_Document section_:
CORNISH: That's President Trump. Questions about Russia have dogged his young presidency. According to the U.S. Intelligence Community, Russia interfered in the election last year, including by releasing stolen emails and circulating misleading information.
Nearly every day of 2017 has brought some new twist to this story, so many that it's been easy to lose sight of which are actually important. So this seemed like a good moment to chart a path through the key Russia developments of these first hundred days. Our guide is NPR's Mary Louise Kelly. Hey, there, Mary Louise.
MARY LOUISE KELLY, BYLINE: Hey, there. I feel like I should have brought a compass to chart our path (laughter)...
CORNISH: Yes, yes (laughter). Well...
KELLY: ...And a flashlight.
CORNISH: We're going to do it chronologically, right? We're going to go back a hundred days, January 20, Inauguration Day. Remind us where things were in that moment.
KELLY: January 20, if you recall, rainy day, and at that moment when Donald Trump raised his right hand and took the oath, the central core of this Russia controversy was established, that core being that Russia had interfered in the presidential election. That is the consensus of all 17 U.S. spy agencies. And at that moment when he took the oath, President Trump himself had come around to this view.

_Directives_:
a – Answer these questions about the NPR transcript on Russia:
(i) According to the U.S. Intelligence Community, what two methods did Russia use to interfere in last year's election?
(ii) What date does Cornish name as Inauguration Day?
(iii) How many U.S. spy agencies share the consensus that Russia interfered in the presidential election?
b – Carry the NPR transcript on Russia forward from the end of Kelly's remark that President Trump "had come around to this view."

(Items from a labeling collection)
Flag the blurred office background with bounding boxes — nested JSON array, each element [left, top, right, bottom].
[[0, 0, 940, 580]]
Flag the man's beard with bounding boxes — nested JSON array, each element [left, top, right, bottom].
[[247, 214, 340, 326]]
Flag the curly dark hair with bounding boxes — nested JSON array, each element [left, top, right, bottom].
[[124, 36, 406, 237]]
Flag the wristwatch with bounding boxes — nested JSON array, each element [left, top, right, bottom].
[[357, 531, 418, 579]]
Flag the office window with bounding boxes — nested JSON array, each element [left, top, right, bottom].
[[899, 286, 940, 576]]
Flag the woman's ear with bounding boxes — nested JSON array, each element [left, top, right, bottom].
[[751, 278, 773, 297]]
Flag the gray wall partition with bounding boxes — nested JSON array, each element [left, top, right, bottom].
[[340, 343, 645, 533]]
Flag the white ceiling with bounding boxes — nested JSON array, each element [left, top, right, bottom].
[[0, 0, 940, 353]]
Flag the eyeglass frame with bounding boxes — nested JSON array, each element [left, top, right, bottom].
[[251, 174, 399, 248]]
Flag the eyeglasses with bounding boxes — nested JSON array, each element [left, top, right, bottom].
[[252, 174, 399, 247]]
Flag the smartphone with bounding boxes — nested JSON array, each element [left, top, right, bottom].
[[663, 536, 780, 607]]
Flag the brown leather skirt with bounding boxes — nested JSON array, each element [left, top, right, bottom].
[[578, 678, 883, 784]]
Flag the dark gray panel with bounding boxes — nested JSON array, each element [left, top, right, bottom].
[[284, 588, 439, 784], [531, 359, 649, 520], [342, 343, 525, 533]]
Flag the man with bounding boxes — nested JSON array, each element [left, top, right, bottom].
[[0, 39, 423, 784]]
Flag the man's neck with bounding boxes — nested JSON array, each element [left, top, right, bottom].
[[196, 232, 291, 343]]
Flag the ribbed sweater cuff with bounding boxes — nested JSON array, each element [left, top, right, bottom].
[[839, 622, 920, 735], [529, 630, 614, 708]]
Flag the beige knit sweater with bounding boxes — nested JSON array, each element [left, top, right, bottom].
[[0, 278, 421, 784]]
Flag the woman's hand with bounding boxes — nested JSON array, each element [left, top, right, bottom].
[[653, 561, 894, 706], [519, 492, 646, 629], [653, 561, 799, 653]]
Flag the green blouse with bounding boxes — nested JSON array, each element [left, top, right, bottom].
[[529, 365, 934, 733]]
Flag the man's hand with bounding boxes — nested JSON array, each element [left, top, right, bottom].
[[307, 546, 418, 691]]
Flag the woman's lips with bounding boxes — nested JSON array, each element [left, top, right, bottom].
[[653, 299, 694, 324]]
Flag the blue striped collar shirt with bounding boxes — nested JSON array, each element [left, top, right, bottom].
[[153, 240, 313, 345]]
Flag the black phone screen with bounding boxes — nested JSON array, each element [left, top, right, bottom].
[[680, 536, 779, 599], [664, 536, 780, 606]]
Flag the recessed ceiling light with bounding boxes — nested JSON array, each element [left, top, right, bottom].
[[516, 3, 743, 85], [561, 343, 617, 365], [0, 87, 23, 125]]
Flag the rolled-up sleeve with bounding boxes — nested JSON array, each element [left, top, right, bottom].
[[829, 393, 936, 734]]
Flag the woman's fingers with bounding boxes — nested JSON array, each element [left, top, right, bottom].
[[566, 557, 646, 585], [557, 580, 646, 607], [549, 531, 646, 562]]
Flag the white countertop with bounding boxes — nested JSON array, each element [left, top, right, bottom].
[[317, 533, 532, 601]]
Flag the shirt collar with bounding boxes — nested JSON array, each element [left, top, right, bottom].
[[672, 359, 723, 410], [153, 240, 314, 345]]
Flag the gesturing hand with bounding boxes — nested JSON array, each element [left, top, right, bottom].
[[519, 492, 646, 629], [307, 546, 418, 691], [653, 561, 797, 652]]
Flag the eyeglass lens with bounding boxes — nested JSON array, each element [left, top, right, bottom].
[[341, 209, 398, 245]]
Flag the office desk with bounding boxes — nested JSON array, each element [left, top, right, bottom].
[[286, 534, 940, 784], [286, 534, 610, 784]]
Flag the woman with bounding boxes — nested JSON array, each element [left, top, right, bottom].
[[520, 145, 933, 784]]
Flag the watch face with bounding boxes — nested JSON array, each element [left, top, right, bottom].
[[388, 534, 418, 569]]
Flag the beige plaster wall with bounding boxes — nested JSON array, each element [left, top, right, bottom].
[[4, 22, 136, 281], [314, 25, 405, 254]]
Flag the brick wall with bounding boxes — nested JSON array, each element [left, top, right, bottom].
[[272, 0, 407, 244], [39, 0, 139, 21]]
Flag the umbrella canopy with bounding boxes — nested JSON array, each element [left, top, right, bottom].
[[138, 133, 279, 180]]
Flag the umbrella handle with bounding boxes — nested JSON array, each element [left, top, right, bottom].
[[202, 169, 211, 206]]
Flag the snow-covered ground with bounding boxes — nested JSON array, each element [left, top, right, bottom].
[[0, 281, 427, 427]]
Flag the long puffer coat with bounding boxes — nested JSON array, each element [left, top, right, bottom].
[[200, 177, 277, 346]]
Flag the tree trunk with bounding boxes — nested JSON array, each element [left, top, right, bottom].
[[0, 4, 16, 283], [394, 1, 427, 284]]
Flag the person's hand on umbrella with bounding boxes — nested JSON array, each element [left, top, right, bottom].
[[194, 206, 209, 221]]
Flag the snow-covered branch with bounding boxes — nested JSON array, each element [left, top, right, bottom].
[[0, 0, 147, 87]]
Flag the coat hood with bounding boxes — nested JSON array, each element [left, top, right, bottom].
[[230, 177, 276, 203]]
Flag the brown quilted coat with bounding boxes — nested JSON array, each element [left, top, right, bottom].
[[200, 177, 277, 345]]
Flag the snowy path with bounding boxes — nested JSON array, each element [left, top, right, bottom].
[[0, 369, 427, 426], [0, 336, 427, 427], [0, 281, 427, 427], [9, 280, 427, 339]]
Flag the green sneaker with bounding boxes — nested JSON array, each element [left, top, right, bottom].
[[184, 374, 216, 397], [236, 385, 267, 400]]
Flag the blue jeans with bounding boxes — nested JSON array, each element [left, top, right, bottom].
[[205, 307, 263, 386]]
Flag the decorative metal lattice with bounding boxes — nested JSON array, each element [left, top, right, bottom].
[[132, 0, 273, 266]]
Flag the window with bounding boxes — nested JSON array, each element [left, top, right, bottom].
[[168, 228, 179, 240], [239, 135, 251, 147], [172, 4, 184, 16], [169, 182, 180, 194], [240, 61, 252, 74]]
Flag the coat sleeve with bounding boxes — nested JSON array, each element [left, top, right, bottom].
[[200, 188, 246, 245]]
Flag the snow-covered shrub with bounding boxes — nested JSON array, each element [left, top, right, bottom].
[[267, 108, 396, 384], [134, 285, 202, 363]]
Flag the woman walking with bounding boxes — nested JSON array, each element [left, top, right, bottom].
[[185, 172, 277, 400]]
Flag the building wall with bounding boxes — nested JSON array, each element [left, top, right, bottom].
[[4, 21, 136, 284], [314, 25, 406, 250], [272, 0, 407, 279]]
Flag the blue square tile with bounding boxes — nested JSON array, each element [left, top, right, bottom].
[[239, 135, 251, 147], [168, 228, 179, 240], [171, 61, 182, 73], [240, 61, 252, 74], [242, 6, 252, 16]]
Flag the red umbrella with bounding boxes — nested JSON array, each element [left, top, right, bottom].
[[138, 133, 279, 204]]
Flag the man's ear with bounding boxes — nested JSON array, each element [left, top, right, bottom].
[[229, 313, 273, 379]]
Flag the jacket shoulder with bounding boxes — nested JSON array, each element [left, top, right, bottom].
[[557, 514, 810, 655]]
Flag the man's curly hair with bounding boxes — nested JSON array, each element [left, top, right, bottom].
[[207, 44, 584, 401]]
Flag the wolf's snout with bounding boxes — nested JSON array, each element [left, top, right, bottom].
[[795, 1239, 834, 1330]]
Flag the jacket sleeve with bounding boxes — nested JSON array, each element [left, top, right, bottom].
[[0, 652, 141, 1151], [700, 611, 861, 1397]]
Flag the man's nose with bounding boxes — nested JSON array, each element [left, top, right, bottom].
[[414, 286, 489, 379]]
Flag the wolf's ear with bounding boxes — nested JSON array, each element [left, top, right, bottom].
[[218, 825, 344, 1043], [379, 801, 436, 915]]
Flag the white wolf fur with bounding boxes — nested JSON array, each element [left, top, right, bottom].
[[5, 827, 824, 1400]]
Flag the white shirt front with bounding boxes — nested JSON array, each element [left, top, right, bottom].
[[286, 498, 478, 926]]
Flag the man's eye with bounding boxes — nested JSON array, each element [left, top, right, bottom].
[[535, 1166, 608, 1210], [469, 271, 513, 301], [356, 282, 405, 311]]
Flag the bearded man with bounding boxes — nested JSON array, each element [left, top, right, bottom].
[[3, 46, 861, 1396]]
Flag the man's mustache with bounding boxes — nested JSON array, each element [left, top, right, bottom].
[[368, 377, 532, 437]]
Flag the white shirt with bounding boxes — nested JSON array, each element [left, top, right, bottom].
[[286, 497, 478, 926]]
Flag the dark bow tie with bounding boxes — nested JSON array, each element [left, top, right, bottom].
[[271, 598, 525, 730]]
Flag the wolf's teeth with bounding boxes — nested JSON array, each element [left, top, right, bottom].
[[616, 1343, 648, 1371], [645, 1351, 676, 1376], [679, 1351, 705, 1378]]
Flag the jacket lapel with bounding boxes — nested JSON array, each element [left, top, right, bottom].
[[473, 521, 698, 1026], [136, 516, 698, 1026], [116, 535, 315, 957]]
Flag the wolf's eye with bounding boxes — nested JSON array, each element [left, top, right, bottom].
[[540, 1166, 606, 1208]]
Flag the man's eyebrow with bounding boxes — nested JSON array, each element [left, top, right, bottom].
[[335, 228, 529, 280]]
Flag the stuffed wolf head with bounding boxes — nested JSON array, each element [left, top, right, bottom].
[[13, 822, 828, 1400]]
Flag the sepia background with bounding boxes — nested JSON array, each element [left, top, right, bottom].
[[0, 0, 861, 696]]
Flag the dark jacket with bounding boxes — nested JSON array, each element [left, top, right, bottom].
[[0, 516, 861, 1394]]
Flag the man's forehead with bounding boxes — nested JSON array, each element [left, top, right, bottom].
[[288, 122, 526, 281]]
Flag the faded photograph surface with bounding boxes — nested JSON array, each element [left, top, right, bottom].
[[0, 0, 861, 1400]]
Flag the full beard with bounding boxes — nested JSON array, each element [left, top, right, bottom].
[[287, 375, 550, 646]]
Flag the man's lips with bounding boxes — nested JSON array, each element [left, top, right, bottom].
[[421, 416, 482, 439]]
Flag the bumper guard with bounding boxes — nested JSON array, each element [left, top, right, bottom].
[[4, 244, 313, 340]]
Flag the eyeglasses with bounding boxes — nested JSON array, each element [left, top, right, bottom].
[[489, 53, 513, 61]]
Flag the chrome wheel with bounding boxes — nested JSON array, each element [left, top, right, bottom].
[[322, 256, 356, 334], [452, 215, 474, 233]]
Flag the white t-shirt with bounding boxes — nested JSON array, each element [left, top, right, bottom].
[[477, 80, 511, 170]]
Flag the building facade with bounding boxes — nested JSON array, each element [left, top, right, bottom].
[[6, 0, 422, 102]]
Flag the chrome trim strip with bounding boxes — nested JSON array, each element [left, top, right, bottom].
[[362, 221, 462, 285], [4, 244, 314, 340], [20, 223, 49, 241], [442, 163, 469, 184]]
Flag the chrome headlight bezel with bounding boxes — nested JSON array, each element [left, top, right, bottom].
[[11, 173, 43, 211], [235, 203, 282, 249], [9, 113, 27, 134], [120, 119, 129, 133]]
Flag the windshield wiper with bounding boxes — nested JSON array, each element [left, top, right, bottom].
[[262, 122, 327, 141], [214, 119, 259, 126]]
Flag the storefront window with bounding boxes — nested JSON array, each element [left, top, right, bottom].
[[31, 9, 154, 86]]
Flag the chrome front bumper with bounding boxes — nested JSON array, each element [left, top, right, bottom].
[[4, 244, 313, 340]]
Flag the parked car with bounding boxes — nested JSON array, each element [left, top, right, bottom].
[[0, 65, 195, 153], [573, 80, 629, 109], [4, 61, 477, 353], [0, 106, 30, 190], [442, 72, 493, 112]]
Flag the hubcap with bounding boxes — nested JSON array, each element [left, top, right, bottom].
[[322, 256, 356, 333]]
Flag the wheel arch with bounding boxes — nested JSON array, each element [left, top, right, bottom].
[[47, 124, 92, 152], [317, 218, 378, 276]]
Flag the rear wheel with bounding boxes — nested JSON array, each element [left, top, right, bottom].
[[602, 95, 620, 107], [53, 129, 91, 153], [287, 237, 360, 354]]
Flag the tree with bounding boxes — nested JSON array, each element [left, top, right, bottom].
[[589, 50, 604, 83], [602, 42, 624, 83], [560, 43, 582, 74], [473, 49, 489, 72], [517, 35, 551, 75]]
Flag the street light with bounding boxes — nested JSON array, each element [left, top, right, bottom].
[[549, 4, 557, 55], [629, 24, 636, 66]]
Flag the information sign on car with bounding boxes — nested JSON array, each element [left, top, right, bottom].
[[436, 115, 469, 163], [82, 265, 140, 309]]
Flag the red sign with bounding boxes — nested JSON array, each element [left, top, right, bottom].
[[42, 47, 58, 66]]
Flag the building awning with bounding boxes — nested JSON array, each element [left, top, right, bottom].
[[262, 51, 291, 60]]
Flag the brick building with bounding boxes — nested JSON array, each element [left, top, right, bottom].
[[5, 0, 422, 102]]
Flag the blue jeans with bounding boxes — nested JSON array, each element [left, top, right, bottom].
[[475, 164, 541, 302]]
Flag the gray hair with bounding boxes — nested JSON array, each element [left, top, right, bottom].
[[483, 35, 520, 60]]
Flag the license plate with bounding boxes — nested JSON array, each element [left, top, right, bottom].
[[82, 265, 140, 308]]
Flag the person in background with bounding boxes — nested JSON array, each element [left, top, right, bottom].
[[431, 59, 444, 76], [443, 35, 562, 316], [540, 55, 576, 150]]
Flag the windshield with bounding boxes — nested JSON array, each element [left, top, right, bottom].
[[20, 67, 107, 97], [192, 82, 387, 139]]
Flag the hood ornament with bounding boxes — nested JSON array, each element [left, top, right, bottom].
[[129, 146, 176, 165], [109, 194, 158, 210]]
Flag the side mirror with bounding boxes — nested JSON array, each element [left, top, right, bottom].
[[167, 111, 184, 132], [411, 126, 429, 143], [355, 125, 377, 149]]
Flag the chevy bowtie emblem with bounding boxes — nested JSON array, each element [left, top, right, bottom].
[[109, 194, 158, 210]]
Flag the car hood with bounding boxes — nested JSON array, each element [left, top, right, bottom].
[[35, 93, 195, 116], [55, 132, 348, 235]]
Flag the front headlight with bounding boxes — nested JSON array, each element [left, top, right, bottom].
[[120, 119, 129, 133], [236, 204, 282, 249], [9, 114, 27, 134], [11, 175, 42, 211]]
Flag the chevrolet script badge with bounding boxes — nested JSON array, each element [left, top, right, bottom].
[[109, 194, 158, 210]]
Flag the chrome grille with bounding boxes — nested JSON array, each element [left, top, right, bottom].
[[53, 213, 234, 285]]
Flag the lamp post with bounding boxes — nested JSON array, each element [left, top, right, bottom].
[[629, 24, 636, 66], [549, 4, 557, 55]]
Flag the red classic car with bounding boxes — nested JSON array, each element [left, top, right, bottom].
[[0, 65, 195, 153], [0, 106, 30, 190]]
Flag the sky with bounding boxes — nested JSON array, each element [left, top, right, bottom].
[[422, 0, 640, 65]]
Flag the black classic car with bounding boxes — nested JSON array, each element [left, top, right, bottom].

_Exercise answers_:
a –
(i) Releasing stolen emails and circulating misleading information.
(ii) January 20.
(iii) All 17.

b –
But you had, on that day, two big, unanswered questions. Among the many unanswered questions, I'd say the biggies were how Russia did this and whether anyone in Trump's orbit may have been compromised by Russian intelligence.
CORNISH: Right, and right away, the controversy shakes up the Trump Cabinet, right?
KELLY: It did. The first shoe to drop was Mike Flynn, who served briefly as Trump's first national security adviser. That shoe dropped fast, Audie. Three days after the inauguration, The Wall Street Journal published a story saying that Flynn was under counterintelligence investigation because of suspected ties to Russia.
Three weeks after that, we arrived at this moment. I'll play you a bit from the White House. This is White House spokesman Sean Spicer confirming Flynn had been sacked.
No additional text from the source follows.